---- Extracted records

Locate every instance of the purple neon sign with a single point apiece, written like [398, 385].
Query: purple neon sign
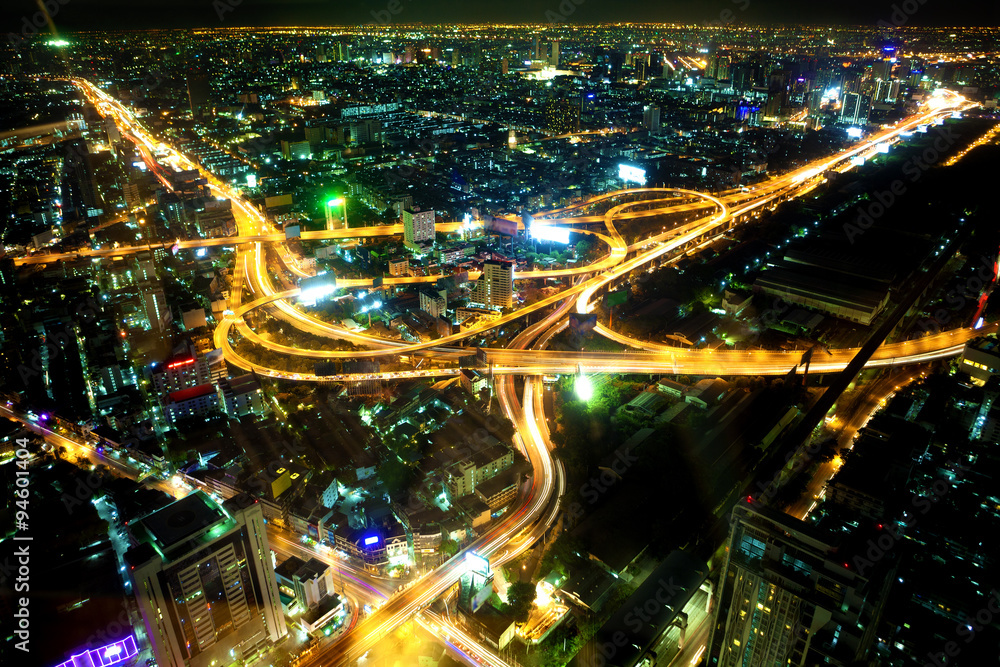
[108, 655]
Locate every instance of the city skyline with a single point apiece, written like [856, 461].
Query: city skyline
[79, 15]
[605, 345]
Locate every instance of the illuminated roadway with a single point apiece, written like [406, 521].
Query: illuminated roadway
[536, 511]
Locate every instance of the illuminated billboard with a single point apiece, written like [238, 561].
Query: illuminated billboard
[632, 174]
[477, 563]
[549, 233]
[500, 226]
[316, 288]
[105, 656]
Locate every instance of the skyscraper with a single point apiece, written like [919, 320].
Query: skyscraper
[562, 116]
[855, 109]
[791, 594]
[418, 226]
[651, 118]
[496, 286]
[204, 583]
[198, 94]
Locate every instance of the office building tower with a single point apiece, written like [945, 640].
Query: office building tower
[651, 118]
[157, 311]
[792, 594]
[887, 91]
[204, 582]
[418, 226]
[199, 92]
[855, 109]
[562, 116]
[434, 301]
[495, 287]
[722, 64]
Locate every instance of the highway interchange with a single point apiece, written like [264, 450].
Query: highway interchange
[537, 508]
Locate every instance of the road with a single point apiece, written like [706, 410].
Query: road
[536, 508]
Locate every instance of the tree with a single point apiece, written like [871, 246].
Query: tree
[520, 599]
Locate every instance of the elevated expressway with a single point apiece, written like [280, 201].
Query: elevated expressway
[537, 506]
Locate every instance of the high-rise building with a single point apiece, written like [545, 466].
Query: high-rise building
[418, 226]
[434, 301]
[199, 92]
[791, 594]
[204, 582]
[855, 109]
[651, 118]
[495, 288]
[562, 116]
[157, 311]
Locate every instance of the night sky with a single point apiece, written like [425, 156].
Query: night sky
[96, 14]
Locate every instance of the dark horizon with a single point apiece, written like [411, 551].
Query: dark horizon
[86, 15]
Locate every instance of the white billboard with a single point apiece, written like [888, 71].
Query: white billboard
[549, 233]
[632, 174]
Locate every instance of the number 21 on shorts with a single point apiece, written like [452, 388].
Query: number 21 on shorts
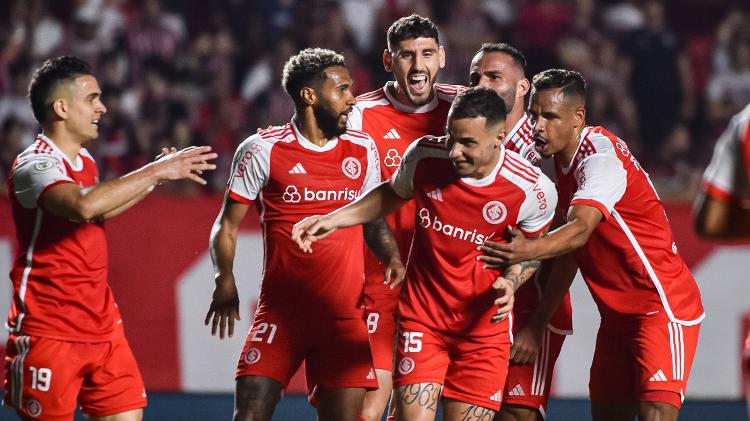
[412, 341]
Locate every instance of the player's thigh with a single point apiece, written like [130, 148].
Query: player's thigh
[341, 356]
[381, 325]
[458, 410]
[274, 348]
[416, 402]
[376, 400]
[612, 378]
[664, 354]
[42, 377]
[114, 384]
[478, 369]
[528, 385]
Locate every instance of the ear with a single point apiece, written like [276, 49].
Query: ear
[60, 107]
[308, 95]
[387, 60]
[522, 88]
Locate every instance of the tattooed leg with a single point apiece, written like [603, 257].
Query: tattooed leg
[462, 411]
[417, 402]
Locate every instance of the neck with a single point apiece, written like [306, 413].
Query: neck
[67, 143]
[308, 127]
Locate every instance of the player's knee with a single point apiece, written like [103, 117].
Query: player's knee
[518, 413]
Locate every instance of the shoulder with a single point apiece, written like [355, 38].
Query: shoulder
[447, 92]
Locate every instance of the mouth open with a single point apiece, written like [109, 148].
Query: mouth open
[418, 83]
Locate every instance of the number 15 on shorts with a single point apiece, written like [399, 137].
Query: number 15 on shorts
[412, 341]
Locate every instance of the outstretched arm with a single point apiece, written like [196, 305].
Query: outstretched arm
[377, 203]
[69, 201]
[582, 221]
[225, 304]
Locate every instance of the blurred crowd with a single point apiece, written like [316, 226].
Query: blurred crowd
[663, 75]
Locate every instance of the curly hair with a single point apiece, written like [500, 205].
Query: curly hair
[501, 47]
[478, 102]
[411, 27]
[308, 67]
[570, 82]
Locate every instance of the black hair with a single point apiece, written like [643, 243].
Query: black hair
[478, 102]
[411, 27]
[570, 83]
[501, 47]
[46, 78]
[307, 67]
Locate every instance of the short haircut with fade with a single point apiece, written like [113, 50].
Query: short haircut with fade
[411, 27]
[46, 78]
[478, 102]
[306, 68]
[570, 83]
[501, 47]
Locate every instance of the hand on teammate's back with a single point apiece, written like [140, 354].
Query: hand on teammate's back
[224, 308]
[187, 163]
[505, 298]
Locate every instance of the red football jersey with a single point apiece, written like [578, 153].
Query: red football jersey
[59, 276]
[520, 140]
[394, 126]
[289, 178]
[447, 288]
[728, 175]
[630, 262]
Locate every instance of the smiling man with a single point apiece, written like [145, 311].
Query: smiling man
[67, 342]
[310, 307]
[618, 232]
[467, 189]
[409, 107]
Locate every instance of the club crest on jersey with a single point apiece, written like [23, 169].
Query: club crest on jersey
[34, 408]
[494, 212]
[252, 356]
[351, 168]
[406, 365]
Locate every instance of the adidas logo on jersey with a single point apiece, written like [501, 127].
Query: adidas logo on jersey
[517, 391]
[658, 377]
[392, 135]
[298, 169]
[497, 396]
[436, 194]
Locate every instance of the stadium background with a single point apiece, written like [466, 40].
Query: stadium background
[192, 73]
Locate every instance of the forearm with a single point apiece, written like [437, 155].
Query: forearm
[556, 275]
[380, 240]
[376, 204]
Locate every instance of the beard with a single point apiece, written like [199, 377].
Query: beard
[328, 120]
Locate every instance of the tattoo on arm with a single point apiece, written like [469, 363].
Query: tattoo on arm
[423, 394]
[380, 240]
[477, 413]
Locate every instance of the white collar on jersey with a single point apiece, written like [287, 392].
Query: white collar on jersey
[489, 178]
[409, 108]
[76, 166]
[518, 125]
[582, 136]
[311, 146]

--------

Retype every record above exactly as written, but leave out the pictures.

Locate every instance of the purple neon sign with a single point apiece, written like [398, 385].
Query: purple neon sign
[108, 655]
Locate every instance of the city skyline with a single point apiece, written like [856, 461].
Query: city skyline
[79, 15]
[605, 345]
Locate every instance of the illuminated roadway with a single point apiece, written like [406, 521].
Query: illuminated roadway
[536, 511]
Locate every instance of the illuminated billboard with a single point apiece, written like [238, 561].
Query: illuminated billboard
[632, 174]
[477, 563]
[549, 233]
[500, 226]
[316, 288]
[105, 656]
Locate every instance of the skyscraper with a single point apiece, written like [919, 320].
Query: skyscraper
[562, 116]
[855, 109]
[791, 594]
[418, 226]
[651, 118]
[496, 286]
[204, 583]
[198, 94]
Locate every instance of the office building tower with a single point apiece, written like [945, 640].
Query: office building tower
[651, 118]
[157, 311]
[792, 594]
[887, 91]
[204, 582]
[418, 226]
[199, 92]
[855, 109]
[562, 116]
[434, 301]
[495, 287]
[722, 64]
Locate every instance of the highway interchange with a single point apiece, written like [264, 450].
Query: highway interchange
[537, 508]
Locate every instance of the road with a single point apiece, written like [706, 410].
Query: road
[536, 508]
Locate every instance of the tree with a single point apiece, written like [871, 246].
Query: tree
[520, 599]
Locate every instance of the elevated expressway with a single point apiece, written like [280, 201].
Query: elevated expressway
[537, 506]
Locate every instance of the high-rise building with a single point apiece, written like [545, 466].
Query: high-rise building
[418, 226]
[434, 301]
[199, 92]
[791, 594]
[204, 582]
[855, 109]
[651, 118]
[495, 288]
[562, 116]
[157, 311]
Locate every instance of the night sky with a single point apiece, written like [425, 156].
Query: night sky
[96, 14]
Locate every instance of the dark horizon with a single point apiece, written like [411, 551].
Query: dark horizon
[86, 15]
Locate every instance of the white billboard with a single point apiece, written like [888, 71].
Query: white billboard
[549, 233]
[632, 174]
Locate every instance of the number 21 on shorts with a single point apiece, written like [452, 388].
Query: number 21 on shorts
[412, 341]
Locate every instance of the player's thigh with a single point apiece, written like [130, 148].
Query: player's thigh
[341, 356]
[381, 325]
[458, 410]
[274, 348]
[416, 402]
[376, 400]
[612, 378]
[664, 354]
[42, 377]
[114, 384]
[478, 369]
[528, 385]
Locate every instance of the ear with a single point apiece, written like [276, 49].
Query: ear
[60, 107]
[308, 95]
[387, 60]
[522, 88]
Locate every instance of the tattooed leg with a single point apiece, written like [603, 257].
Query: tattooed leg
[462, 411]
[417, 402]
Locate every instance of the neck with a single point apiece, written like [306, 413].
Query: neck
[67, 143]
[308, 127]
Locate every instance of the player's knee with a single point apiece, written like [103, 117].
Query: player's knee
[518, 413]
Locate every instance of the shoulder with a single point apiece, written like [355, 38].
Query: shoulder
[447, 92]
Locate every instance of the mouth open with a single point apiece, written like [109, 148].
Query: mouth open
[418, 83]
Locate every instance of the number 15 on shorts with a single point apiece, written like [399, 137].
Query: number 15 on shorts
[412, 341]
Locate every instance of the outstretched arm with a single point apiece, written like [196, 305].
Query: outstretched arm
[377, 203]
[69, 201]
[582, 221]
[225, 304]
Locate every instance of the blurred crowd with a single point apiece, written like [316, 226].
Query: blurred crowd
[663, 75]
Locate every instance of the curly hair with a single point apiece, written like [500, 205].
Query: curly hair
[501, 47]
[478, 102]
[411, 27]
[308, 67]
[570, 82]
Locate every instance of the black hair with a single point apiece, written like [643, 243].
Query: black hair
[478, 102]
[411, 27]
[570, 83]
[501, 47]
[46, 78]
[307, 67]
Locate every instance of the short haircut with fade with a single point apiece, written like [113, 50].
Query: short haircut with fade
[411, 27]
[46, 78]
[478, 102]
[306, 68]
[570, 83]
[501, 47]
Locate every instance of the hand on teammate's back with a single point apiece, written like [140, 354].
Query: hand on teammate's back
[224, 308]
[187, 163]
[505, 298]
Locate every instance of the red football jersey with a single point apiece, written like [578, 153].
Query: red football jersey
[59, 276]
[520, 140]
[394, 126]
[289, 178]
[447, 288]
[728, 175]
[630, 262]
Locate every instance of the smiling man with a single point apiece, written like [145, 311].
Query: smiling man
[67, 342]
[310, 307]
[618, 232]
[467, 189]
[409, 107]
Locate every instance of the club crest on jersey with a single point apiece, written like [23, 169].
Query: club crest on jersey
[34, 408]
[494, 212]
[252, 356]
[351, 168]
[406, 365]
Locate every instance of the adidas logo on jersey with a single point apiece, written like [501, 127].
Query: adidas logo on jersey
[517, 391]
[658, 377]
[392, 135]
[298, 169]
[497, 396]
[436, 194]
Locate every instance of the stadium background with a single point apiece, written like [466, 40].
Query: stadium background
[192, 73]
Locate every instance of the forearm with a single point apiece, written like [437, 155].
Query: forearm
[556, 275]
[380, 240]
[376, 204]
Locate every instance of the beard with a single point apiece, written like [199, 377].
Query: beard
[328, 120]
Locate every instance of the tattoo on arm with a single point apiece, written like [469, 363].
Query: tattoo on arm
[423, 394]
[380, 240]
[477, 413]
Locate every instance of the white collar on jersey with a single point apiece, written like [287, 392].
Query: white collar on jersey
[489, 178]
[409, 108]
[76, 166]
[518, 125]
[582, 136]
[311, 146]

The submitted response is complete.